Work instructions -
**a)** In the passage about Reed, condense the paragraph beginning "By December 2013" into two shorter sentences that keep its main facts.
**b)** According to the passage about Reed, what did his mom say the family considers their doctors?
**c)** Write the next part of the passage about Reed, starting after its final sentence.

Reed’s first word was "ball." He played baseball almost from the time he could run, and was an all-star player when he started having vision problems and tingling in his hands. Reed continued to play baseball—and football and basketball—during the next three years of visits to doctors and specialists. No one seemed able to find a definitive cause for his ongoing symptoms.
By December 2013, when Reed was 11 years old, he was having seizures of increasing severity. The second time a seizure landed him in the emergency room, a scan showed Reed had a brain tumor. Following testing at a local children’s hospital, Reed was referred to St. Jude Children’s Research Hospital.
St. Jude's brain tumor science and technology are at the leading edge worldwide, but the care offered at St. Jude goes far beyond the latest advances. Reed’s mom highlighted the compassion and kindness of the staff. "We consider our doctors a network of family," she said. "St. Jude creates a safety net where you feel like everyone is there for you."

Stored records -
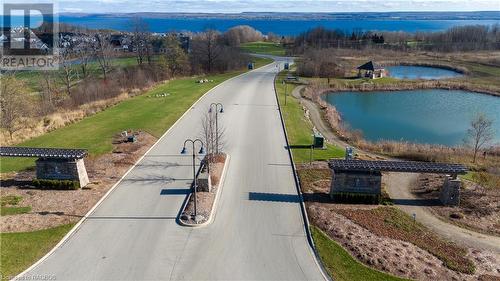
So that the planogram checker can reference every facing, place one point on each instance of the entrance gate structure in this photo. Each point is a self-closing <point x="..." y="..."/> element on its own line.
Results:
<point x="54" y="163"/>
<point x="365" y="177"/>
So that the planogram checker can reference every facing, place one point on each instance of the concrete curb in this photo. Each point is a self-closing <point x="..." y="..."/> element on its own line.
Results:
<point x="303" y="210"/>
<point x="80" y="222"/>
<point x="214" y="205"/>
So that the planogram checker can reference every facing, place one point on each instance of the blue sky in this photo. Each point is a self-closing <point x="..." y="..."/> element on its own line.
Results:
<point x="236" y="6"/>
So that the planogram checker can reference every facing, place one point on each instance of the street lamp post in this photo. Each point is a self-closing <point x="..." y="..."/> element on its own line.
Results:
<point x="184" y="150"/>
<point x="217" y="111"/>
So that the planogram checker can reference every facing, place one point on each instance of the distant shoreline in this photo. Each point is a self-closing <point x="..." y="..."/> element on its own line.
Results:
<point x="474" y="15"/>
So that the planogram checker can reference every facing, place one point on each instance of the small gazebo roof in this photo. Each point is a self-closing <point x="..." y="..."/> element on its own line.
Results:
<point x="371" y="66"/>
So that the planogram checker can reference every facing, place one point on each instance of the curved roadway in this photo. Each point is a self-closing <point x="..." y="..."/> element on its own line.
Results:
<point x="258" y="231"/>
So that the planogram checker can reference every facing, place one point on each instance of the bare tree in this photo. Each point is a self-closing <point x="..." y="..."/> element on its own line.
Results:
<point x="67" y="73"/>
<point x="206" y="49"/>
<point x="141" y="39"/>
<point x="84" y="53"/>
<point x="176" y="59"/>
<point x="103" y="51"/>
<point x="12" y="102"/>
<point x="480" y="133"/>
<point x="212" y="136"/>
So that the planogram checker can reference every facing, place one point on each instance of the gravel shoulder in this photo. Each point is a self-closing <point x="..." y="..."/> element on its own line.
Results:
<point x="398" y="186"/>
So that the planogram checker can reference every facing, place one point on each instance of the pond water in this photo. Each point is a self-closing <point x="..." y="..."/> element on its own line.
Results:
<point x="422" y="116"/>
<point x="421" y="72"/>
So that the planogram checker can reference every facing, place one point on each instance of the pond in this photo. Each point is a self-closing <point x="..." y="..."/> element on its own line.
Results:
<point x="422" y="116"/>
<point x="421" y="72"/>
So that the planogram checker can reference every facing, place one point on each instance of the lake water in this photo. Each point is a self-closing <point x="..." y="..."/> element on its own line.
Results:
<point x="277" y="26"/>
<point x="422" y="116"/>
<point x="421" y="72"/>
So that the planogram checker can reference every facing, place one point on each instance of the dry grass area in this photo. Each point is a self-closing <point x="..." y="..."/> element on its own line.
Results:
<point x="479" y="207"/>
<point x="37" y="126"/>
<point x="205" y="200"/>
<point x="50" y="208"/>
<point x="387" y="239"/>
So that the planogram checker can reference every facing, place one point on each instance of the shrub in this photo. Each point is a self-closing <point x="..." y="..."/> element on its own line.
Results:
<point x="56" y="184"/>
<point x="10" y="200"/>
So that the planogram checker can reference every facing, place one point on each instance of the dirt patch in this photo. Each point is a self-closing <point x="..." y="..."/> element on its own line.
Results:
<point x="372" y="239"/>
<point x="51" y="208"/>
<point x="479" y="207"/>
<point x="396" y="256"/>
<point x="205" y="200"/>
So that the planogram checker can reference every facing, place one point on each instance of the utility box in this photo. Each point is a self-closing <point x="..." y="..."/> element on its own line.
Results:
<point x="318" y="140"/>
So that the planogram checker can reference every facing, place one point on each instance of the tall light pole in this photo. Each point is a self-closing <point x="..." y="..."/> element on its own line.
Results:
<point x="217" y="111"/>
<point x="285" y="84"/>
<point x="184" y="151"/>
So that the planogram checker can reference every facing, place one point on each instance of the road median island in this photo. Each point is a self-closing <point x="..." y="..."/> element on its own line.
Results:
<point x="141" y="111"/>
<point x="207" y="195"/>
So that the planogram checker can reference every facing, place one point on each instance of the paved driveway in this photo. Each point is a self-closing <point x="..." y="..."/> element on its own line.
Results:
<point x="258" y="231"/>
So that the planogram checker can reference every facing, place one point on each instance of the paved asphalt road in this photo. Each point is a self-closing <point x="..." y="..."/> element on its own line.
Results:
<point x="258" y="231"/>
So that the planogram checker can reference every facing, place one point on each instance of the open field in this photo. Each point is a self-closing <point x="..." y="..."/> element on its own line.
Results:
<point x="144" y="112"/>
<point x="20" y="250"/>
<point x="340" y="264"/>
<point x="33" y="79"/>
<point x="299" y="128"/>
<point x="268" y="48"/>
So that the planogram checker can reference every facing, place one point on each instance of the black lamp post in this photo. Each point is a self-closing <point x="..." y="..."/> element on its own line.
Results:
<point x="184" y="151"/>
<point x="217" y="111"/>
<point x="285" y="84"/>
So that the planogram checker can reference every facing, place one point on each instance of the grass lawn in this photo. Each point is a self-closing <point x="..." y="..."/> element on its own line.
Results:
<point x="9" y="206"/>
<point x="32" y="79"/>
<point x="299" y="129"/>
<point x="144" y="112"/>
<point x="268" y="48"/>
<point x="20" y="250"/>
<point x="339" y="263"/>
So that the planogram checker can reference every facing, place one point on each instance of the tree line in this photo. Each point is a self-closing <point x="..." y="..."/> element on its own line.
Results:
<point x="89" y="69"/>
<point x="458" y="38"/>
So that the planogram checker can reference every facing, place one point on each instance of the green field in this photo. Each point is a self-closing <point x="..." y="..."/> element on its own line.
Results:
<point x="267" y="48"/>
<point x="22" y="249"/>
<point x="32" y="79"/>
<point x="144" y="112"/>
<point x="299" y="129"/>
<point x="339" y="263"/>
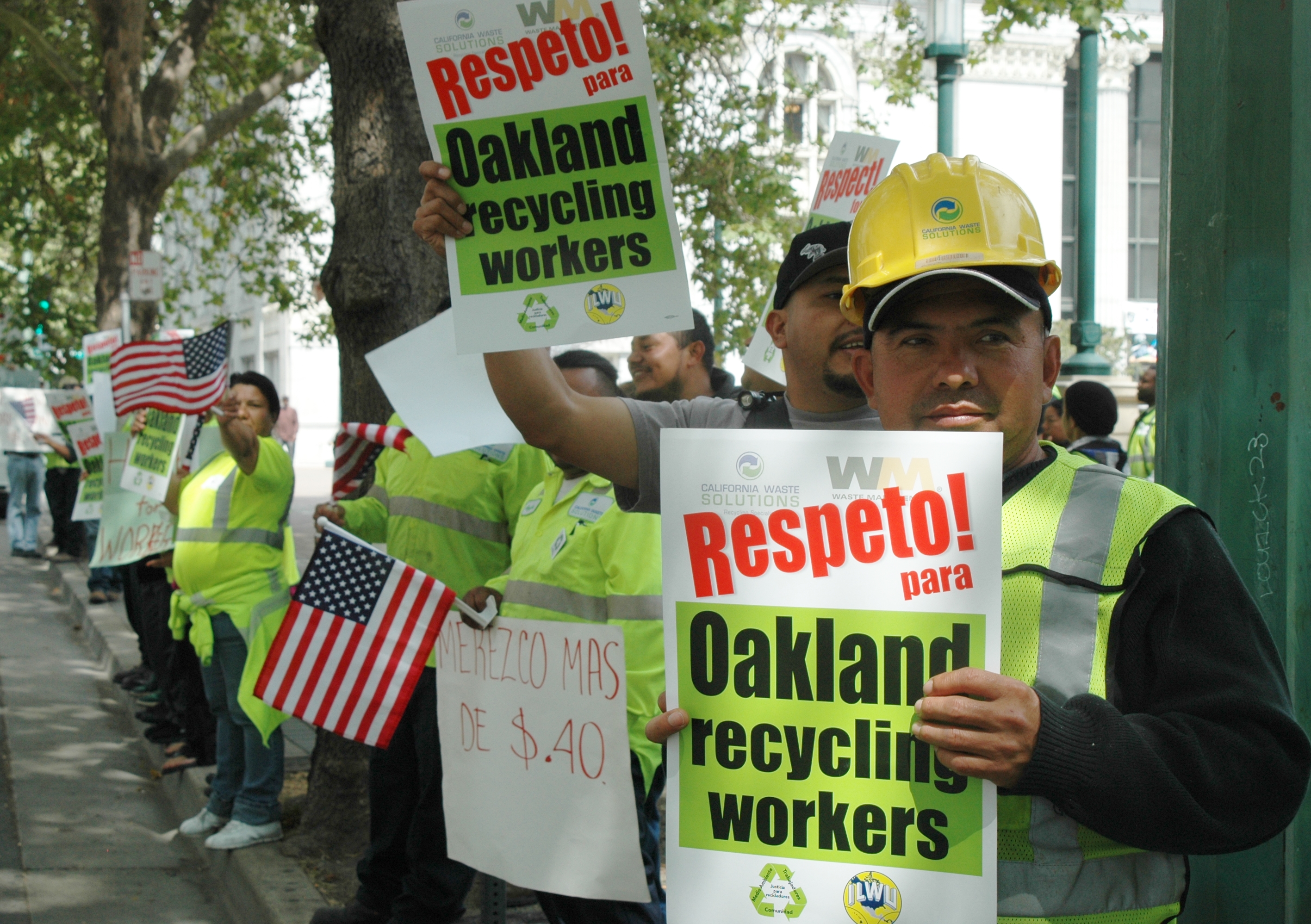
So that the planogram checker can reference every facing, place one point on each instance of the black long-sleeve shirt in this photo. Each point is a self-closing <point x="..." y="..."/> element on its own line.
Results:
<point x="1196" y="749"/>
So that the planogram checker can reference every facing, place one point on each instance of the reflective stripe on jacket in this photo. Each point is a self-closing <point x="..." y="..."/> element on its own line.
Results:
<point x="1068" y="542"/>
<point x="453" y="515"/>
<point x="583" y="559"/>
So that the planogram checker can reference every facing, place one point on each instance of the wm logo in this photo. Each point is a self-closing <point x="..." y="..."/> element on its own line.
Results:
<point x="545" y="11"/>
<point x="880" y="473"/>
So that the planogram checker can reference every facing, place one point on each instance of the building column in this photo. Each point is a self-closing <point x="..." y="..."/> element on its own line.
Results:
<point x="1116" y="67"/>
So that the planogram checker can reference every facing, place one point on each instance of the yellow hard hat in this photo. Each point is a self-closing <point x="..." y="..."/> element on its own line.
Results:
<point x="942" y="214"/>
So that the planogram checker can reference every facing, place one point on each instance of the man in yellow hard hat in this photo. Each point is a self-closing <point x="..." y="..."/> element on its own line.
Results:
<point x="1141" y="694"/>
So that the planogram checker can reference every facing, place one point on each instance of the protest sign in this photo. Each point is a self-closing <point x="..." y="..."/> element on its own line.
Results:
<point x="535" y="767"/>
<point x="547" y="116"/>
<point x="443" y="399"/>
<point x="145" y="276"/>
<point x="131" y="526"/>
<point x="98" y="349"/>
<point x="150" y="462"/>
<point x="851" y="169"/>
<point x="813" y="581"/>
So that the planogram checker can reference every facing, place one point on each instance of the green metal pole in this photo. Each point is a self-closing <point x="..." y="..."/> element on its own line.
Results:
<point x="1085" y="333"/>
<point x="948" y="70"/>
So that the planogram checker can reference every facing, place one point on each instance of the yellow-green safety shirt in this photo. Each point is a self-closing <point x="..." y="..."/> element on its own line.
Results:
<point x="1142" y="446"/>
<point x="234" y="553"/>
<point x="1068" y="539"/>
<point x="451" y="517"/>
<point x="580" y="559"/>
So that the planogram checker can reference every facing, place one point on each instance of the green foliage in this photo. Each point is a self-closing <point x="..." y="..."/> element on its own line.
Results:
<point x="232" y="215"/>
<point x="728" y="164"/>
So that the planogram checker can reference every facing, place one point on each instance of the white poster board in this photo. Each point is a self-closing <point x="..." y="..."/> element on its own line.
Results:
<point x="851" y="169"/>
<point x="535" y="767"/>
<point x="445" y="399"/>
<point x="794" y="561"/>
<point x="131" y="527"/>
<point x="146" y="276"/>
<point x="551" y="129"/>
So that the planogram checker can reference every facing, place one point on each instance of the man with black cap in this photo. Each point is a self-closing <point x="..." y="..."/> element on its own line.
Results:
<point x="619" y="438"/>
<point x="1088" y="416"/>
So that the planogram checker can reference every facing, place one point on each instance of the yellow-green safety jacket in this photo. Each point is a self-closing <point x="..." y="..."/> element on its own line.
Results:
<point x="580" y="559"/>
<point x="1068" y="539"/>
<point x="451" y="517"/>
<point x="234" y="555"/>
<point x="1142" y="446"/>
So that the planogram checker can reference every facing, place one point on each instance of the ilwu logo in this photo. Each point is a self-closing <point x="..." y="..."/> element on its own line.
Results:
<point x="880" y="473"/>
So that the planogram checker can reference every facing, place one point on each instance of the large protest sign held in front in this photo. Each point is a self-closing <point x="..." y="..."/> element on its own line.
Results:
<point x="547" y="116"/>
<point x="813" y="581"/>
<point x="535" y="764"/>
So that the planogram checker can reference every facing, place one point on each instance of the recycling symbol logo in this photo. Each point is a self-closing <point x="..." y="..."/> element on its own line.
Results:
<point x="777" y="887"/>
<point x="537" y="314"/>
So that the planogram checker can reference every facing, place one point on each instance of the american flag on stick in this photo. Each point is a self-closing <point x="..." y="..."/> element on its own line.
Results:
<point x="356" y="449"/>
<point x="354" y="640"/>
<point x="181" y="377"/>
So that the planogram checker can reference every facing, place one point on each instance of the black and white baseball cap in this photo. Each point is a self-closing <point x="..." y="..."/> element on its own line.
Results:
<point x="812" y="252"/>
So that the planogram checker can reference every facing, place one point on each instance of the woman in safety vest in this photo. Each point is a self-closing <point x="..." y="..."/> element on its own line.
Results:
<point x="234" y="564"/>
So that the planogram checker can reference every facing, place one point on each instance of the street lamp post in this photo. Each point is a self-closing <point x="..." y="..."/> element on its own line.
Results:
<point x="947" y="46"/>
<point x="1086" y="333"/>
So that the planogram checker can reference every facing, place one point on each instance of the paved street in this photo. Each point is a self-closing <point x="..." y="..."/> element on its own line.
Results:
<point x="86" y="834"/>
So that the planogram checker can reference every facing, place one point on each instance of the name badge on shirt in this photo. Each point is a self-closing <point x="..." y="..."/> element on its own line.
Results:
<point x="590" y="508"/>
<point x="497" y="451"/>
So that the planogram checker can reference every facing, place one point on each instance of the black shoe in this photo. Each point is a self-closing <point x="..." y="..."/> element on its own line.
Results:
<point x="156" y="713"/>
<point x="164" y="733"/>
<point x="352" y="914"/>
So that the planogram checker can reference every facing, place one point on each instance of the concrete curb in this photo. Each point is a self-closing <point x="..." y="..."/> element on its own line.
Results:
<point x="257" y="885"/>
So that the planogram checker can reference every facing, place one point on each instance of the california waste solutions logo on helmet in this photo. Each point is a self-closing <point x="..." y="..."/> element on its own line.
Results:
<point x="750" y="465"/>
<point x="872" y="898"/>
<point x="778" y="894"/>
<point x="947" y="210"/>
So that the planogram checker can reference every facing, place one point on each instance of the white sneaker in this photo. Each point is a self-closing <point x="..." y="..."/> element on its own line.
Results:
<point x="204" y="822"/>
<point x="235" y="835"/>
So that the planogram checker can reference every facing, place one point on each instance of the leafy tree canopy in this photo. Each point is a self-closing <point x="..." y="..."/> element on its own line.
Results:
<point x="222" y="166"/>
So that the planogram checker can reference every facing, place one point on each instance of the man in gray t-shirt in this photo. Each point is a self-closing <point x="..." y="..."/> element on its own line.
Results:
<point x="619" y="438"/>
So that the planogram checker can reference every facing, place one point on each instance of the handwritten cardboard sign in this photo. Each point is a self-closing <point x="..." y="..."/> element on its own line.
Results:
<point x="547" y="116"/>
<point x="537" y="779"/>
<point x="813" y="581"/>
<point x="131" y="526"/>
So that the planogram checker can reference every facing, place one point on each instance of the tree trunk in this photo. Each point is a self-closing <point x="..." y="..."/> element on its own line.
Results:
<point x="380" y="281"/>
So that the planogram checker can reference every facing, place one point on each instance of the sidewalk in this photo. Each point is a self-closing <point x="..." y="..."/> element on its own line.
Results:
<point x="256" y="885"/>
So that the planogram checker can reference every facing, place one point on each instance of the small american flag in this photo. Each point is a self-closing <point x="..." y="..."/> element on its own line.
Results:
<point x="354" y="640"/>
<point x="27" y="409"/>
<point x="356" y="449"/>
<point x="181" y="377"/>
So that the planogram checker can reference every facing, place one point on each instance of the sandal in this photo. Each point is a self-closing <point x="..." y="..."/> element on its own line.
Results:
<point x="176" y="764"/>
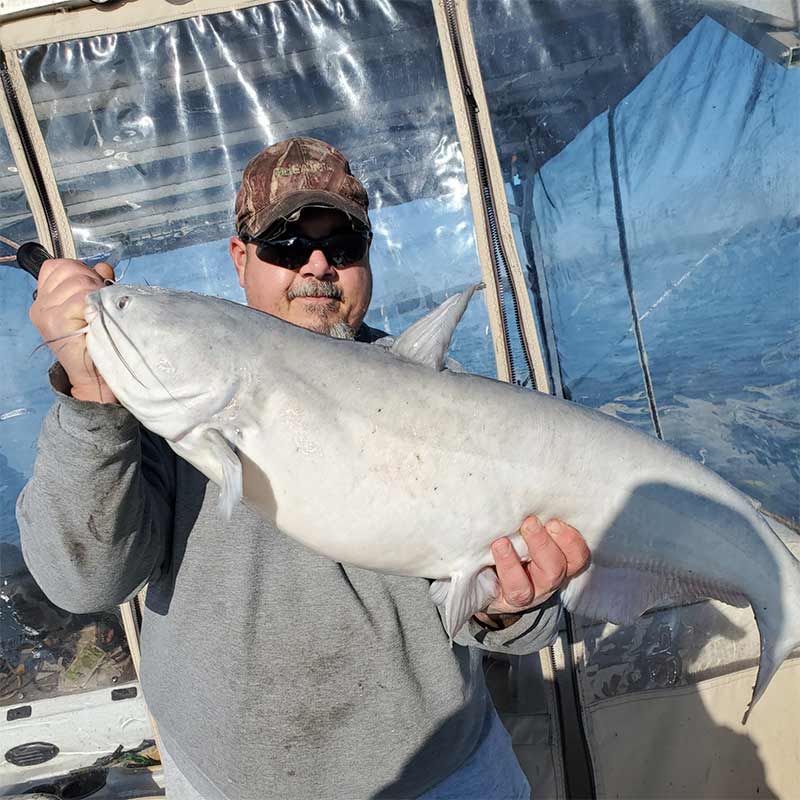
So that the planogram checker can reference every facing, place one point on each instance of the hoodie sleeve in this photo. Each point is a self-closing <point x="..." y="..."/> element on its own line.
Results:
<point x="96" y="516"/>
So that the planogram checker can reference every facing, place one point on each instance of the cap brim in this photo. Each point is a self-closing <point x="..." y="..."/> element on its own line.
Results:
<point x="290" y="203"/>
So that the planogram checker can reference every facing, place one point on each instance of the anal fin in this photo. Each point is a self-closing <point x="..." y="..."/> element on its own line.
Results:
<point x="463" y="595"/>
<point x="230" y="467"/>
<point x="622" y="593"/>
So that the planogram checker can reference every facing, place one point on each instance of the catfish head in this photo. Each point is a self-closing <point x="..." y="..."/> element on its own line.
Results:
<point x="165" y="354"/>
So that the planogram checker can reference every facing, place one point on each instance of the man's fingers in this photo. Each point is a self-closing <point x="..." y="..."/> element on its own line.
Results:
<point x="548" y="564"/>
<point x="571" y="544"/>
<point x="514" y="581"/>
<point x="105" y="271"/>
<point x="56" y="271"/>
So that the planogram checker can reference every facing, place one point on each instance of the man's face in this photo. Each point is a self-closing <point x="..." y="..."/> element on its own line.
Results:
<point x="317" y="295"/>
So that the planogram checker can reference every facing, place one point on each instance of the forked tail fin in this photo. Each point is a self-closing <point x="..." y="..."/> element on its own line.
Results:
<point x="777" y="640"/>
<point x="774" y="651"/>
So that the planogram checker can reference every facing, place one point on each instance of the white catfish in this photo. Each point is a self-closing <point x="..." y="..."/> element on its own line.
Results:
<point x="382" y="459"/>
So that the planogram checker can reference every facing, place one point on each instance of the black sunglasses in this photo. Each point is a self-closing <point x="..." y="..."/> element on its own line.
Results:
<point x="341" y="249"/>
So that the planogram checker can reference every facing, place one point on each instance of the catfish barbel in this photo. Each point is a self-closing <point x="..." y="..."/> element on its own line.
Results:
<point x="380" y="458"/>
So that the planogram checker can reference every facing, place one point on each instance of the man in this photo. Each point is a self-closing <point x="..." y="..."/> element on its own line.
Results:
<point x="272" y="671"/>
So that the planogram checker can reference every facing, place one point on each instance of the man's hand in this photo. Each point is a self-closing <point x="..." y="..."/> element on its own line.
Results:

Answers by item number -
**a)** By December 2013, 11-year-old Reed was having increasingly severe seizures, and during his second emergency room visit for one, a scan revealed a brain tumor. After testing at a local children's hospital, he was referred to St. Jude Children's Research Hospital.

**b)** A network of family.

**c)**
He doesn’t like cancer. But he doesn’t let it define him. And that’s a big deal.
Reed’s tumor, a type called anaplastic astrocytoma, was too invasive to be surgically removed. At St. Jude, Reed underwent six weeks of intensive chemotherapy and radiation therapy, followed by over a year of oral chemotherapy. Reed marked the completion of his treatment in June 2015 with a victory celebration at his family’s church. Although the tumor is currently stable, Reed will continue to come to St. Jude every eight weeks for scans and checkups.
Reed’s mom calls her son “a humble warrior.”
“He’s always got a smile on his face,” she said. “That’s just who he is. He doesn’t like cancer. But he doesn’t let it define him. And that’s a big deal.”